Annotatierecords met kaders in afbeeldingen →
================================
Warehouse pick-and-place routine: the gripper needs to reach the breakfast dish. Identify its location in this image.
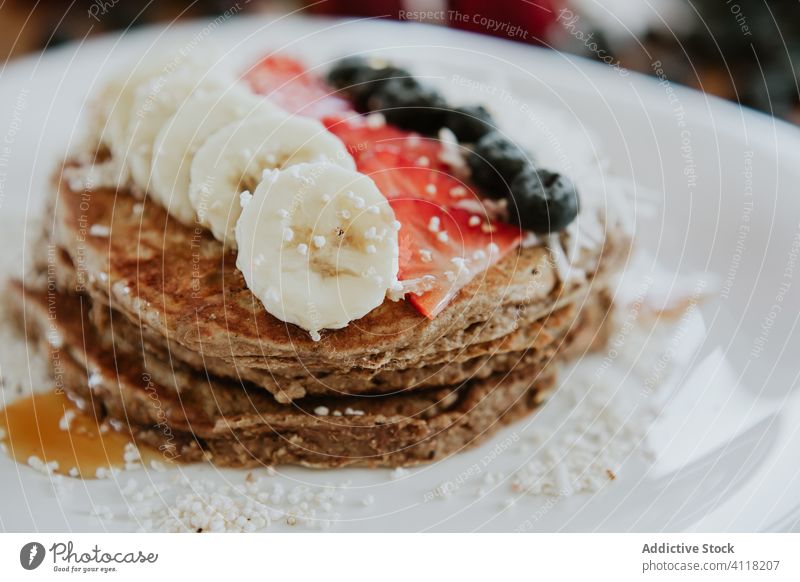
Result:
[9,49,631,467]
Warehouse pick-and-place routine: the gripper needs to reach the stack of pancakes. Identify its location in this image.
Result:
[10,161,629,467]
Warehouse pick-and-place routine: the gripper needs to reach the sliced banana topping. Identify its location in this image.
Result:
[148,85,281,224]
[93,60,170,160]
[125,63,235,191]
[189,115,355,247]
[236,164,398,340]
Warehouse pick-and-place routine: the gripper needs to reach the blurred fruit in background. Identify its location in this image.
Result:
[0,0,800,123]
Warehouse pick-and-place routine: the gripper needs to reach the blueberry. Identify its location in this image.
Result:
[445,105,494,143]
[508,167,580,234]
[467,131,529,198]
[367,77,447,134]
[328,57,373,89]
[328,57,411,111]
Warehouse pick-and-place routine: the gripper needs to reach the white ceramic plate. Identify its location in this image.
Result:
[0,18,800,531]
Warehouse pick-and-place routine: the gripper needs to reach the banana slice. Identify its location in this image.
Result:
[93,59,164,159]
[125,63,230,198]
[236,164,400,341]
[189,115,355,248]
[149,85,281,224]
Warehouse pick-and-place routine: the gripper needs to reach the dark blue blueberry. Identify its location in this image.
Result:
[508,167,580,234]
[367,77,447,135]
[445,105,494,143]
[467,131,530,199]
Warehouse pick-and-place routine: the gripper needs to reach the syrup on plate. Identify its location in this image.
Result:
[0,391,164,479]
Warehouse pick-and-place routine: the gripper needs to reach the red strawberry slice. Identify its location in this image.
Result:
[322,114,440,161]
[357,145,479,208]
[245,55,522,319]
[244,55,353,119]
[389,198,522,319]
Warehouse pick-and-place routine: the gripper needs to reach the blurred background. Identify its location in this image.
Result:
[0,0,800,124]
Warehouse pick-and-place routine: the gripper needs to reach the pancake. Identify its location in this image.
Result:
[47,162,629,402]
[7,283,607,467]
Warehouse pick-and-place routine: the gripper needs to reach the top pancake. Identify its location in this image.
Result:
[53,163,627,369]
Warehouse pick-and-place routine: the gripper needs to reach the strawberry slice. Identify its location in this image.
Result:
[389,198,522,319]
[322,114,440,162]
[244,55,353,119]
[245,55,522,319]
[357,145,479,208]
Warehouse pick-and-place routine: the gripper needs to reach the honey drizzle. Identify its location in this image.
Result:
[0,391,163,479]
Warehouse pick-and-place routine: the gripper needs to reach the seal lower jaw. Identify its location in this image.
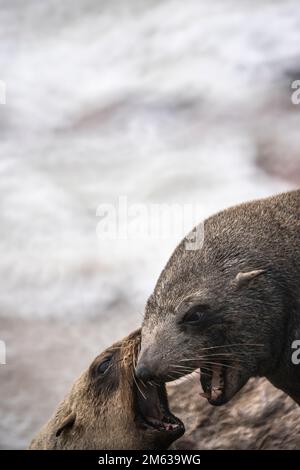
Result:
[135,382,185,441]
[200,365,231,406]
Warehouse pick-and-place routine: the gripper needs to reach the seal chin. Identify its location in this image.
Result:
[134,382,185,442]
[200,365,249,406]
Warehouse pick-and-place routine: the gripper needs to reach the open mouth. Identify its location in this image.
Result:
[200,364,227,406]
[135,381,185,440]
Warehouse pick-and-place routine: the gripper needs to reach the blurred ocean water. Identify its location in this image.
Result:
[0,0,300,447]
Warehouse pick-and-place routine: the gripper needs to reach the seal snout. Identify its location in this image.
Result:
[135,348,159,382]
[135,363,155,382]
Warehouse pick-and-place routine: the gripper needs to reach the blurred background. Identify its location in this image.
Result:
[0,0,300,448]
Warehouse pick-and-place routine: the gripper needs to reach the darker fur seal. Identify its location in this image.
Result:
[136,190,300,405]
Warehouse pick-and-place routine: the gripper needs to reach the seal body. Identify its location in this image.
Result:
[137,190,300,405]
[29,330,184,450]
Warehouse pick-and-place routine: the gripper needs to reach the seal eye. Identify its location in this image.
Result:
[97,357,112,375]
[182,305,209,325]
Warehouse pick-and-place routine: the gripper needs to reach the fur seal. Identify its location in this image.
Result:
[29,330,184,450]
[136,190,300,405]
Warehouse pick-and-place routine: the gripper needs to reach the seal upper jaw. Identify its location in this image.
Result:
[200,363,250,406]
[135,382,185,441]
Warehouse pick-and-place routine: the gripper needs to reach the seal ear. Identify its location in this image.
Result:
[234,269,266,287]
[55,411,76,437]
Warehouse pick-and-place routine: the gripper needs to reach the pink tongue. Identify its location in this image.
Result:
[210,365,222,401]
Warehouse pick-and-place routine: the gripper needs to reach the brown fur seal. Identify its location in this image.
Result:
[29,330,184,450]
[136,190,300,405]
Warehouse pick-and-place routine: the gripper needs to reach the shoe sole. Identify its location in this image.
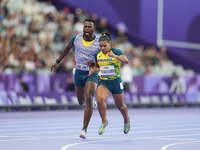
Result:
[80,135,86,139]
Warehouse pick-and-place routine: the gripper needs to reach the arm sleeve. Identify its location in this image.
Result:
[112,48,124,56]
[94,50,100,62]
[71,35,76,46]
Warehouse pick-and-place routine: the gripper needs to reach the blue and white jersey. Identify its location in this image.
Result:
[72,33,99,71]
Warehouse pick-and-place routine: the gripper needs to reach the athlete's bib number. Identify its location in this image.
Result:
[100,66,115,77]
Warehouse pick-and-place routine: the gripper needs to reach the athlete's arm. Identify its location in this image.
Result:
[51,37,74,71]
[56,41,73,64]
[88,65,100,76]
[108,52,128,64]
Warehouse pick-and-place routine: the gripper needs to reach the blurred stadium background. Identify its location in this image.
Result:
[0,0,200,111]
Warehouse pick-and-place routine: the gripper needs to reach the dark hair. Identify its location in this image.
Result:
[83,18,95,26]
[99,33,111,42]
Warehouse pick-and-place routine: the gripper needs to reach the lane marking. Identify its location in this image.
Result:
[2,128,200,136]
[161,141,200,150]
[0,124,199,133]
[0,133,200,142]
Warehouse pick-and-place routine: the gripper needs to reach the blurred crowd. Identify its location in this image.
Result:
[0,0,194,78]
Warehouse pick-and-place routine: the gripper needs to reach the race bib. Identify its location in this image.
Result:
[100,66,115,77]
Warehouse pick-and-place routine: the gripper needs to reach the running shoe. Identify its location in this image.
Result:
[80,129,86,139]
[98,121,108,135]
[93,99,97,109]
[124,118,130,134]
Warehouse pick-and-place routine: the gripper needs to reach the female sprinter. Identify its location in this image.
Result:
[89,33,130,135]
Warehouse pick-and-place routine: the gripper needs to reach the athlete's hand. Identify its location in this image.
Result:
[88,69,94,76]
[108,52,117,58]
[87,61,95,67]
[51,63,58,72]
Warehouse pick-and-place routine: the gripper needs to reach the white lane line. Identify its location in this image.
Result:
[0,135,33,138]
[0,122,199,132]
[0,117,200,127]
[0,133,200,142]
[161,141,200,150]
[61,137,200,150]
[1,128,200,136]
[0,124,199,133]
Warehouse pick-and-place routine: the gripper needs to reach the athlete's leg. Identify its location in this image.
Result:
[83,81,97,131]
[75,86,85,105]
[97,85,110,123]
[113,93,129,123]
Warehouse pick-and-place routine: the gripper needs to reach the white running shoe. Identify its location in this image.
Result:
[93,99,97,109]
[80,129,86,139]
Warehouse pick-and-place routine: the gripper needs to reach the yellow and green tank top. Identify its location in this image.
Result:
[95,48,123,80]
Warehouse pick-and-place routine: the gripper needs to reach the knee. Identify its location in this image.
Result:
[85,92,94,101]
[97,96,104,104]
[118,104,127,111]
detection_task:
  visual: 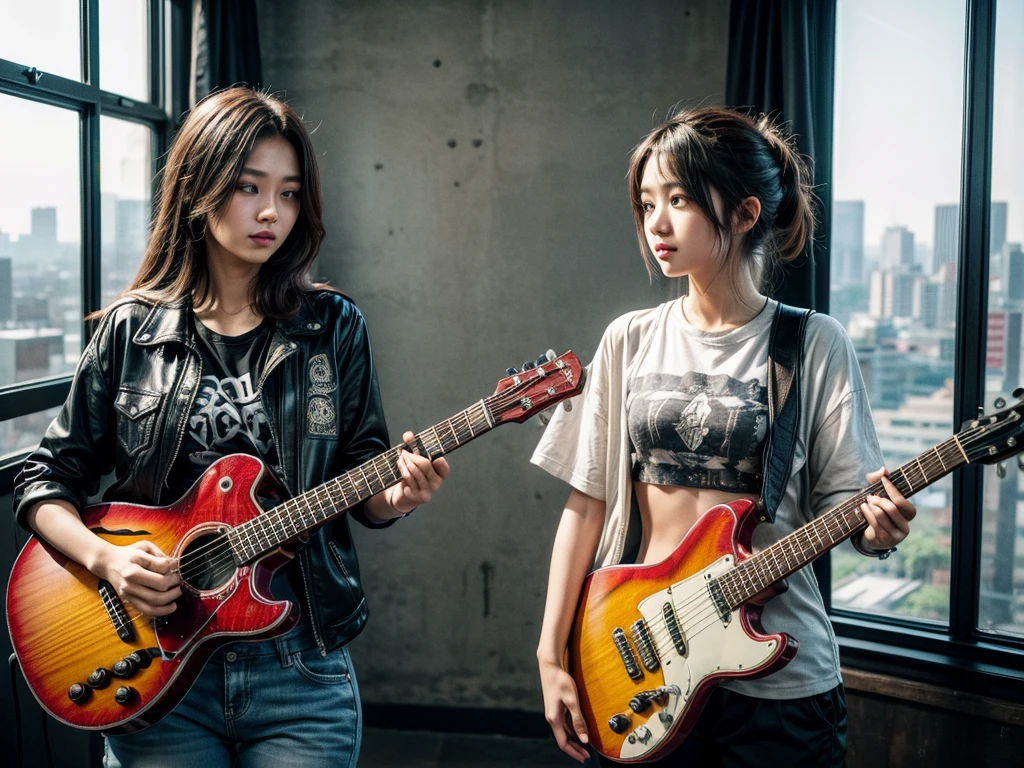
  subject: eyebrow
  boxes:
[640,181,684,195]
[242,168,302,183]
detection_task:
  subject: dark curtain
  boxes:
[725,0,836,311]
[189,0,263,104]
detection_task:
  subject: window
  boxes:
[978,2,1024,639]
[829,0,1024,684]
[0,0,189,473]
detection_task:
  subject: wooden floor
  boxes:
[359,728,580,768]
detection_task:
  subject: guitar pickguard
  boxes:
[620,555,778,761]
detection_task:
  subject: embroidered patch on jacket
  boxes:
[306,394,338,435]
[309,352,338,394]
[306,352,338,435]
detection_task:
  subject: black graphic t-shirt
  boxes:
[170,319,279,496]
[628,372,768,494]
[626,299,772,494]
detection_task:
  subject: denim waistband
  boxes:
[214,612,317,662]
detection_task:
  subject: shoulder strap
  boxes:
[758,302,812,522]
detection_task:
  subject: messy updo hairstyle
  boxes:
[628,106,815,290]
[101,87,324,319]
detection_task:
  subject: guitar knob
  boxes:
[111,656,138,677]
[125,650,153,670]
[114,685,135,707]
[68,683,92,703]
[608,715,630,733]
[85,667,111,688]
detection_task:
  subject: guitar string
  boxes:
[75,415,981,645]
[168,369,568,567]
[71,369,568,624]
[593,442,966,659]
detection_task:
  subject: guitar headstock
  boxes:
[957,389,1024,464]
[485,352,585,424]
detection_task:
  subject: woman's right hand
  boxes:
[89,542,181,616]
[540,662,590,763]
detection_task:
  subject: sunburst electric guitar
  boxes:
[567,397,1024,763]
[7,352,584,733]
================================
Instructies bij opdracht → Typ uit het materiaal de regels over vanaf de regel met "reach the running" tot en met de regel met "[626,299,772,494]". Laat de afbeeldingen weg.

Volledige uitvoer →
Warehouse pick-and-place routine: the gripper needs to reach the running shoe. Identify its location in this image.
Result:
[80,129,86,139]
[98,121,108,135]
[93,99,97,109]
[124,118,130,134]
Warehouse pick-and-place routine: the gripper needs to reach the female sprinter. Identify its location in this image.
Result:
[89,33,130,135]
Warehouse pick-and-place routine: the gripper needs to reach the athlete's hand. Identify its location in this image.
Result:
[88,69,94,76]
[108,52,117,58]
[87,61,95,67]
[51,63,58,72]
Warehouse pick-and-place routine: the gripper needs to reach the white lane line. Identify its location in this image.
Result:
[0,135,33,138]
[0,122,199,132]
[0,117,200,127]
[0,133,200,142]
[161,141,200,150]
[61,137,200,150]
[1,128,200,136]
[0,124,199,133]
Warehouse pick-and-place routine: the gripper needs to reach the athlete's leg. Identify its location in this image.
Result:
[83,81,97,131]
[75,86,85,105]
[97,85,110,123]
[113,93,129,123]
Warehouse pick-and-place routine: the gripper needs to reach the white running shoe. Identify its location in this image.
Result:
[93,99,97,109]
[80,129,86,139]
Warehouse pick-and-place routine: the gripper needs to reach the yellow and green tank top. Identify its location in this image.
Result:
[95,48,123,80]
Warehouse pick-and-place routine: the gripper needs to reach the knee. Identify its location in this image.
Result:
[85,92,94,101]
[97,96,104,104]
[118,104,127,111]
detection_task:
  visual: 
  subject: eyebrow
  boxes:
[640,181,684,195]
[242,168,302,183]
detection_task:
  subject: dark curtain
  boxes:
[725,0,836,311]
[189,0,263,104]
detection_task:
  subject: window
  boxes:
[978,2,1024,639]
[829,0,1024,684]
[0,0,189,473]
detection_task:
  subject: wooden floor
  boxes:
[359,728,580,768]
detection_task:
  subject: guitar pickguard
  boxes:
[620,555,778,761]
detection_task:
  subject: embroidered patch on jacket
  boxes:
[306,394,338,435]
[309,352,338,394]
[306,352,338,435]
detection_task:
  subject: black graphic t-shirt
  boxes:
[170,319,279,496]
[628,372,768,494]
[626,299,772,494]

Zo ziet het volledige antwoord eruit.